Material for this task =
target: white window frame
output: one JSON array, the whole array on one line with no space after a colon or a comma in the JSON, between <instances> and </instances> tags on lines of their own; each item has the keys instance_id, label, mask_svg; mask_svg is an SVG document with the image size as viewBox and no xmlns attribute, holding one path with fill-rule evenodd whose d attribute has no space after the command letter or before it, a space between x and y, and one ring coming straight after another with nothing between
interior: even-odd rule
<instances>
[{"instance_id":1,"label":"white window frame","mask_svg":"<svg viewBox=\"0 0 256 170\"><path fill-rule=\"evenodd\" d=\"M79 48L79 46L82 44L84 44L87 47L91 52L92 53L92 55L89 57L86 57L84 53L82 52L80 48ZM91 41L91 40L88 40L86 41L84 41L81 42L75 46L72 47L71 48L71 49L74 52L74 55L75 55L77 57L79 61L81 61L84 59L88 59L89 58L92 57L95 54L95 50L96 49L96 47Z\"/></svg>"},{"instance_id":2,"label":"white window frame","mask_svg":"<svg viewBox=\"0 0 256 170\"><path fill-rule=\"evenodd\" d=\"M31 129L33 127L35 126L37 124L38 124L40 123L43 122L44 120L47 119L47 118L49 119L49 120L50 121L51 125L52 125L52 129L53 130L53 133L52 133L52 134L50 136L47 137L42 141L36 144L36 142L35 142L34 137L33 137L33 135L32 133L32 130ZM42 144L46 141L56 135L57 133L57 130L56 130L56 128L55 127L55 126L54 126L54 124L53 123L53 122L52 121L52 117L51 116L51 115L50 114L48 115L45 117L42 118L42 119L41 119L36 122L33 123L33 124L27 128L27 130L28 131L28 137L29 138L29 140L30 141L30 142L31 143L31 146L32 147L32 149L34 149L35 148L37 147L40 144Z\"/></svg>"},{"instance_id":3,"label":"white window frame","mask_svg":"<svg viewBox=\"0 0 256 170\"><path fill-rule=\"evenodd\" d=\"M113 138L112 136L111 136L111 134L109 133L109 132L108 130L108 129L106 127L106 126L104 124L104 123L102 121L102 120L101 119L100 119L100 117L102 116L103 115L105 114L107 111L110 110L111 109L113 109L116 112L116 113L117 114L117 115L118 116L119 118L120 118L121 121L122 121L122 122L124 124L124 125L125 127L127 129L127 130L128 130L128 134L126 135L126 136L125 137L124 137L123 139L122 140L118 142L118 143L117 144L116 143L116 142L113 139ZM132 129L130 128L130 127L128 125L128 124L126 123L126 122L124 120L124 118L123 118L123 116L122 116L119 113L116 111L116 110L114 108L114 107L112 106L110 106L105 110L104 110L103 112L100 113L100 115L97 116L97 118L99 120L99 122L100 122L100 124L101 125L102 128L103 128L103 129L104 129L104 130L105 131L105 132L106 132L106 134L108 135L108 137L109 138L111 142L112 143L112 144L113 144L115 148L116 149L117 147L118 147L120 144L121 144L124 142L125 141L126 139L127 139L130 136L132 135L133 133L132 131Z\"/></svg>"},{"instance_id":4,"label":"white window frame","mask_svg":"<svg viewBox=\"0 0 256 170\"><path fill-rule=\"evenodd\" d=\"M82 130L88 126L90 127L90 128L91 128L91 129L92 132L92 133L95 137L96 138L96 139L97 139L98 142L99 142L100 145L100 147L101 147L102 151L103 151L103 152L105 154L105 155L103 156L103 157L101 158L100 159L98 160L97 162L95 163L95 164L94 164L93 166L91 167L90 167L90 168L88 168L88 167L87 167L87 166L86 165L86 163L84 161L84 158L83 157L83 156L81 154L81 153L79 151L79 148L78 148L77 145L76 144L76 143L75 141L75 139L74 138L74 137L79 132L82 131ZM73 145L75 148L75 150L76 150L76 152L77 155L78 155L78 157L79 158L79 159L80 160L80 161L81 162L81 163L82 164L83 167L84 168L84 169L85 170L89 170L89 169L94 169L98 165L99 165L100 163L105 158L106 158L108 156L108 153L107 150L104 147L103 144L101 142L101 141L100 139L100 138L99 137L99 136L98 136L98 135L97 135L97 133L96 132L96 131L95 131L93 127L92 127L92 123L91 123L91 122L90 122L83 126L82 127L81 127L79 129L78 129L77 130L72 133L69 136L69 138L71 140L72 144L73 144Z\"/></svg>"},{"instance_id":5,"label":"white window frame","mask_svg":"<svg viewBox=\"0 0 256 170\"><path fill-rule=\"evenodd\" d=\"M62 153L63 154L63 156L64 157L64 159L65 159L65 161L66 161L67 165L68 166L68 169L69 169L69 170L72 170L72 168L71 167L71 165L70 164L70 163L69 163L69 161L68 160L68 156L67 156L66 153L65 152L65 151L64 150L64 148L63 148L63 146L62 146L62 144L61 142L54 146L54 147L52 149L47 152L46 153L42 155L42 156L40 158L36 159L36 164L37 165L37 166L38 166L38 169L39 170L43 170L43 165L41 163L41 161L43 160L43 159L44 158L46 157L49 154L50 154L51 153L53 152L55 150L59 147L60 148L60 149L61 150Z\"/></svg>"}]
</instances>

Exercise directions = Locate every line in the data above that contains the string "instances", and copy each of those lines.

The completed task =
output: one JSON array, the whole array on one line with no space after a colon or a comma in the JSON, between <instances> and </instances> tags on lines of their own; each item has the keys instance_id, label, mask_svg; mask_svg is an SVG document with the image size as viewBox and no xmlns attribute, holding one path with fill-rule evenodd whose d attribute has no space after the command letter or before it, a space between x and y, and one ring coming straight after another with nothing between
<instances>
</instances>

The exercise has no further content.